STATED GOAL
Copy out the records word for word, beginning with the line that contains "Please locate the pitch" and continuing through the end of the records.

======

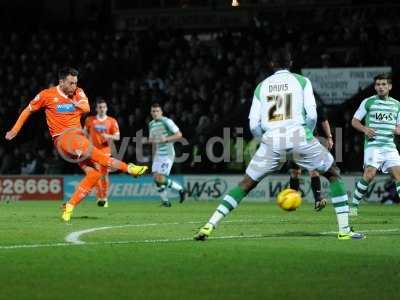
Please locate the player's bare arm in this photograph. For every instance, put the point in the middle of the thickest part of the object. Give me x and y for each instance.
(113, 137)
(360, 127)
(171, 138)
(397, 130)
(83, 105)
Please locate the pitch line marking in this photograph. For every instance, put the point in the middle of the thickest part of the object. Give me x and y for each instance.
(156, 241)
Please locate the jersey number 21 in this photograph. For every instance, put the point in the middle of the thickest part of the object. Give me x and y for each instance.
(281, 108)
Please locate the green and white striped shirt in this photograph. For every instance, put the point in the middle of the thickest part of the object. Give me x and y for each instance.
(163, 127)
(382, 115)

======

COMPLETED EXERCISE
Please locate the pitch line marking in this photograph. For every instance, put the point in the middle of the thickest part of the object. Give me x and y for each instance.
(156, 241)
Please locate the jersey number 21 in this photograph. For every instance, put the point in the middle of the thickest part of the object. Give me x and y for each instance.
(281, 108)
Please locate the green and white striped shirt in this photograph. For every instance, put the point in the middle of the thickest part of the object. Give me x and y for each instance.
(163, 127)
(382, 115)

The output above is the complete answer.